Text block: Begin

This reveals where conceptual misunderstandings, execution slips, or cognitive overload are most likely to occur. These insights inform redesign of prompts, sequencing, and support — improving learning design at its source rather than remediating downstream symptoms.

Phlow Dashboard 4: Effectiveness of Support Interventions

This dashboard evaluates which support mechanisms genuinely improve learning stability over time. It distinguishes between supports that merely increase immediate correctness and those that lead to lasting understanding.

By comparing learning behaviour before and after different interventions, the dashboard helps identify which scaffolds should be strengthened, refined, or retired. Support design becomes evidence-led, ensuring that assistance promotes independence rather than dependence.

Phlow Dashboard 5: Learning Journey Path Analysis

This dashboard examines how learners move through the platform at a system level. It reveals common pathways, detours, and bottlenecks without exposing individual trajectories.

Text block: End

— Exercises —
1: From the description of the Phlow dashboards, list the three kinds of difficulty that the text says are most likely to occur.
2: Proceed with the description of the Phlow dashboards, beginning after its final sentence.
The rows that follow come from a source unrelated to the dashboard descriptions.

Study material: Begin

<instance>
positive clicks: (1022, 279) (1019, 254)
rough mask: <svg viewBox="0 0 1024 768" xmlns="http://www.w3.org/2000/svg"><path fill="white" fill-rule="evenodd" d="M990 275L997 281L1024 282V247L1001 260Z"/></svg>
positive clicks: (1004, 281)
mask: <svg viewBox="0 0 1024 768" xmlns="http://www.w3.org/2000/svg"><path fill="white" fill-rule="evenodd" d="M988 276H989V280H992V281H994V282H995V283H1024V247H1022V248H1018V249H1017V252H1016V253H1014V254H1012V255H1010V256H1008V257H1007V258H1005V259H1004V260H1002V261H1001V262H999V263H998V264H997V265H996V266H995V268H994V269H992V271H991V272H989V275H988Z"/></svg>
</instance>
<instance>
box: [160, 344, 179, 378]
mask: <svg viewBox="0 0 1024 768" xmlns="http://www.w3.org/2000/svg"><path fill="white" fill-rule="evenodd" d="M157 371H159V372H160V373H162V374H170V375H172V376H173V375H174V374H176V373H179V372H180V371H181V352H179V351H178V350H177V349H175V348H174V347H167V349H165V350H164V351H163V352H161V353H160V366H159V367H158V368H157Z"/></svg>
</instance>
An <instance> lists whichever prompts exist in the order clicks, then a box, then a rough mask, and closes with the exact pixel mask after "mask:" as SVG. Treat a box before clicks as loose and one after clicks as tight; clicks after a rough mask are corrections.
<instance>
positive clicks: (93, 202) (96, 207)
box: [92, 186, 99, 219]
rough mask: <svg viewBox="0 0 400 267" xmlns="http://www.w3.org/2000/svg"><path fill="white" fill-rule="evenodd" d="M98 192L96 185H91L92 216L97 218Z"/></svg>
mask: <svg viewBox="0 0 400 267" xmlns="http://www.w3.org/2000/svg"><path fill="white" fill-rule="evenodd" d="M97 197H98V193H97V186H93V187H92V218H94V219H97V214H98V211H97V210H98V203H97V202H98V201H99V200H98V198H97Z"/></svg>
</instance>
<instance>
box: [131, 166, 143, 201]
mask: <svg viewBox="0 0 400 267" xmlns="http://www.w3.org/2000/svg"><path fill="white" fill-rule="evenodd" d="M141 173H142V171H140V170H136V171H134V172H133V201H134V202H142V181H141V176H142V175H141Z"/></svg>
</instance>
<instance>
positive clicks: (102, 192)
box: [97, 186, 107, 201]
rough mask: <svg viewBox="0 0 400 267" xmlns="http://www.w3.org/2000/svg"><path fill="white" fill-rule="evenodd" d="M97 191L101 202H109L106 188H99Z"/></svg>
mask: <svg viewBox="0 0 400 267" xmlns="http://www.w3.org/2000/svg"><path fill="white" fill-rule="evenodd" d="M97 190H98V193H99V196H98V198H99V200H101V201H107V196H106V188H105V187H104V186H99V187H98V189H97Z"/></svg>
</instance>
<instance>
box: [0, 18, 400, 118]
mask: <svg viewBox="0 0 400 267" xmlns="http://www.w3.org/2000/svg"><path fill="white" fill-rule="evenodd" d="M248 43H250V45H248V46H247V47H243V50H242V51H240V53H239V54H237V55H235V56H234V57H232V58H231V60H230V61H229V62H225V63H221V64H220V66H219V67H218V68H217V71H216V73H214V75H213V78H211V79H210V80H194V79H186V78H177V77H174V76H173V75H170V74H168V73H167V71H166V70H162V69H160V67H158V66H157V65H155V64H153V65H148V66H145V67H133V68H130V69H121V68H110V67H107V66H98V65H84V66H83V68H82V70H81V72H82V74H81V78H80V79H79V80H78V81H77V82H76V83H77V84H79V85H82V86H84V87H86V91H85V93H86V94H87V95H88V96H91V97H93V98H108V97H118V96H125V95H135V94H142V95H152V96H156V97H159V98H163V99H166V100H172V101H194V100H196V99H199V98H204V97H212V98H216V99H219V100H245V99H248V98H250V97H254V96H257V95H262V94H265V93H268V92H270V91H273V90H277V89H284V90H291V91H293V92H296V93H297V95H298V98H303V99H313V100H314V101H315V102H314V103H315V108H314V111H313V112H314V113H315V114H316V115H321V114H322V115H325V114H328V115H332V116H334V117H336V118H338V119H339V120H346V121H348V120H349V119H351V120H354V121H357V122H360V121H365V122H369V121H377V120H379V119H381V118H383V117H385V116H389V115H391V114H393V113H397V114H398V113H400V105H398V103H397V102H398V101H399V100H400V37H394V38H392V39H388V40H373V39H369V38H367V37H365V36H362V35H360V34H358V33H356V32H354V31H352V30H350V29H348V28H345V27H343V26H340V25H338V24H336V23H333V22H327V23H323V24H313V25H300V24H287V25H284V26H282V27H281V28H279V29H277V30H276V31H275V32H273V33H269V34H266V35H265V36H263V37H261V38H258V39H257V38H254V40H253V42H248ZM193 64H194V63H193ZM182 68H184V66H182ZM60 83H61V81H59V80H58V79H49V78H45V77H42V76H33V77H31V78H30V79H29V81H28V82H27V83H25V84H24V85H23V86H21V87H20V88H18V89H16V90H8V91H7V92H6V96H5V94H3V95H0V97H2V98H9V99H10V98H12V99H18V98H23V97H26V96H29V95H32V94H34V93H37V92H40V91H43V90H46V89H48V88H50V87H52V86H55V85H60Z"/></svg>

Study material: End

— Responses in order —
1: conceptual misunderstandings, execution slips, cognitive overload

2:
By analysing these aggregated journeys, Phlow can identify where sequencing supports flow and where it creates friction. This enables continuous refinement of learning pathways so that progression remains coherent, adaptive, and humane at scale.

Phlow Dashboard 6: Cognitive Load Distribution Across Curriculum

This dashboard identifies where cognitive demand clusters across levels, topics, and Phlow types. By aggregating decision demand across the curriculum, it reveals peaks that may contribute to overload and troughs that may under-challenge learners.

These insights support curriculum balance and pacing decisions, ensuring that difficulty rises intentionally rather than accidentally. Cognitive load is treated as a system property, not an individual failing.

Phlow Dashboard 7: Support Dependency Signals

This dashboard examines how learners rely on support over time and whether that reliance fades appropriately as understanding stabilises. Persistent dependence may indicate over-scaffolding, while rapid withdrawal may signal insufficient support.

By tracking support usage alongside stability measures, the dashboard helps refine fade-out rules so that assistance is removed neither too early nor too late. The goal is productive independence, not unsupported struggle.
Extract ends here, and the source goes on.